:: Exercise materials ::
-- -- --

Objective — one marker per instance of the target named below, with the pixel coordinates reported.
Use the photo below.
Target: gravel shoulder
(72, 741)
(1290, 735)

-- -- --

:: Task to carry out ::
Copy out the material above in its entirety. Every detail must match.

:: Written response ::
Objective — one marker per instance of the target named below, with the pixel coordinates reported.
Use the photo below.
Target: gravel shoulder
(72, 741)
(1290, 735)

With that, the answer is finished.